● **DIRECTION**
Repeat word for word the passage of the blog post on mothers' choices starting with "Tuesday, May 17, 2005" and going on through "with her husband.".

● **PROVIDED TEXT**
[START]
Tuesday, May 17, 2005

Mind Control for Mothers

by Anne Zelenka
I had the happy experience this morning of seeing that my EconoMom blog had been referenced by Cynical Mom in a discussion of her decision to switch from full-time to part-time work. She described how she was annoyed by people congratulating her on the decision, implying that she was making the change for the good of 1.3 children (she is pregnant with her second). She did not make the decision for the good of her children, she said; she made it for herself. She wanted more time with her son and she didn't want to make him stay up late or take her own time away or eliminate time with her husband.

Are we allowed as mothers to make decisions just because they benefit us? Or do we always have to put ourselves second? Are we allowed to be honest about how we make our choices and how they make us feel? Or do we have to candy everything into an Everlasting Gobstopper of motherly sweetness?

I know the annoyance that Cynical Mom feels. I get annoyed when people congratulate me for staying home with my kids. That only happens when they don't know I have full-time live-in care for my three children. I have noted before that the reason I don't work is not to benefit my kids. I don't work because I'm relatively lazy and I don't like corporate politics. Yes, it means my kids see more of me. That's great, but that's not why I'm at home. So don't pretend you understand my life just because you can slap the letters SAHM on me.
[END]
● **EXTRACTED INFORMATION**
[START]
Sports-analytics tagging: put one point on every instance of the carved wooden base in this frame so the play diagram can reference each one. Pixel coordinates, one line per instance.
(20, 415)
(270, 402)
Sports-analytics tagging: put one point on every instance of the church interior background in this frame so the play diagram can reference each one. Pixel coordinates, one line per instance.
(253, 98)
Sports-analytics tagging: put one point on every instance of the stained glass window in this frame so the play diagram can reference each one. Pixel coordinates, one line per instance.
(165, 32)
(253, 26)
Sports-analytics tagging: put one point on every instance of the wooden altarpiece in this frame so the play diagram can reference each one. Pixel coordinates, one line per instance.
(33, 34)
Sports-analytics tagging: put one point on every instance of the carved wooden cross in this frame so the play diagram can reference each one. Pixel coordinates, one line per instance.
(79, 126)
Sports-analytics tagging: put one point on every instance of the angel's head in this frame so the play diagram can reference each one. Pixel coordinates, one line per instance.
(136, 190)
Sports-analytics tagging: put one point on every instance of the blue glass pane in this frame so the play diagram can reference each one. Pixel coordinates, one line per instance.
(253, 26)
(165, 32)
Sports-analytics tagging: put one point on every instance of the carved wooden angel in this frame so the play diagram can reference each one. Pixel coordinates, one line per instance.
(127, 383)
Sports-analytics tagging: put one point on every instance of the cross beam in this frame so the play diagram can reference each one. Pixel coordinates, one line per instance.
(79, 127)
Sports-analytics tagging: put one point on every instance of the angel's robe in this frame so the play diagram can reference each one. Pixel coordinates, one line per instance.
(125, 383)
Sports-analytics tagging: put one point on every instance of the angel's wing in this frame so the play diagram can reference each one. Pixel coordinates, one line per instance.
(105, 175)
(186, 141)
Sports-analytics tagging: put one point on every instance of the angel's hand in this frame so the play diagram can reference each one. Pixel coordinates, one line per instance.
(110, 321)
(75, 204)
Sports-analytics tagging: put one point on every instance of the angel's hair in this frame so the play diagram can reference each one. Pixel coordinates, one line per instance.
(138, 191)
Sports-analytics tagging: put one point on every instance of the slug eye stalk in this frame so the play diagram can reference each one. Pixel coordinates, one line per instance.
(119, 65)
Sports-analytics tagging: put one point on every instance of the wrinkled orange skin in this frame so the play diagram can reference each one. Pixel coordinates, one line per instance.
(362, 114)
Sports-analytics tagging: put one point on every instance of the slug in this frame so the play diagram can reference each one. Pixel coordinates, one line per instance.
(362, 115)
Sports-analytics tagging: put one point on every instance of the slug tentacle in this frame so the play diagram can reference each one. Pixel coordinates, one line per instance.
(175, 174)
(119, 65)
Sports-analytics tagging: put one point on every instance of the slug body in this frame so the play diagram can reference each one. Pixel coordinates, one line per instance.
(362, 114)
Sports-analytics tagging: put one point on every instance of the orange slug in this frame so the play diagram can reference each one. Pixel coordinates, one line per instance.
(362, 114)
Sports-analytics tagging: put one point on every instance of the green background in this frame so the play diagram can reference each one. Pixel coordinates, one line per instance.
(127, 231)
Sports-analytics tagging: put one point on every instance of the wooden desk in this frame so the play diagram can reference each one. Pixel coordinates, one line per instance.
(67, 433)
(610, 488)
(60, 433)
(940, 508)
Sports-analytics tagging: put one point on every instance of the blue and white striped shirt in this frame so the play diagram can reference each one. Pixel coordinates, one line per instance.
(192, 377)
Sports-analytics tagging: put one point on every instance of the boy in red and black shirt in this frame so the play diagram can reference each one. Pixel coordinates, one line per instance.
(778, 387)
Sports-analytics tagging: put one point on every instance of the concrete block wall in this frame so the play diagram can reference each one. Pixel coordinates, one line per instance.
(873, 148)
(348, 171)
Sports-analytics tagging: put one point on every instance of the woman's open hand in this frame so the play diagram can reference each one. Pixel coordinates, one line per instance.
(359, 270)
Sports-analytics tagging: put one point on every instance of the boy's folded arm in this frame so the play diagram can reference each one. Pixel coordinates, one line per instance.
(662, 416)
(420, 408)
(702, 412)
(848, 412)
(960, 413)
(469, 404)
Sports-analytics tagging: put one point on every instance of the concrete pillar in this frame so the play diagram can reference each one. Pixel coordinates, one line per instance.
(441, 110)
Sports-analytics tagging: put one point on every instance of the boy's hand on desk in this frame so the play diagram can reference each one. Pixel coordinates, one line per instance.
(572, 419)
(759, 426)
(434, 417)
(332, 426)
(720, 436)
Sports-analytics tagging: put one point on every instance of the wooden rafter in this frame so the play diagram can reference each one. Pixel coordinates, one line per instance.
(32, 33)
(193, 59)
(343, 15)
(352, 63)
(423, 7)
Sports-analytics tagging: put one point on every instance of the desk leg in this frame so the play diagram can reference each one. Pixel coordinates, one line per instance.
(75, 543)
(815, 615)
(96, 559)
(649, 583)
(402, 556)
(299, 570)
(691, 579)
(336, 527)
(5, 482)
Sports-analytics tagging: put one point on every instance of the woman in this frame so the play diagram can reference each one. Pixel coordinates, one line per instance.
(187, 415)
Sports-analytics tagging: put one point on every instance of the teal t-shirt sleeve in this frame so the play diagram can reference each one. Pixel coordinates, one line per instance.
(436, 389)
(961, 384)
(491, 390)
[END]
● **ANSWER BELOW**
Tuesday, May 17, 2005

Mind Control for Mothers

by Anne Zelenka
I had the happy experience this morning of seeing that my EconoMom blog had been referenced by Cynical Mom in a discussion of her decision to switch from full-time to part-time work. She described how she was annoyed by people congratulating her on the decision, implying that she was making the change for the good of 1.3 children (she is pregnant with her second). She did not make the decision for the good of her children, she said; she made it for herself. She wanted more time with her son and she didn't want to make him stay up late or take her own time away or eliminate time with her husband.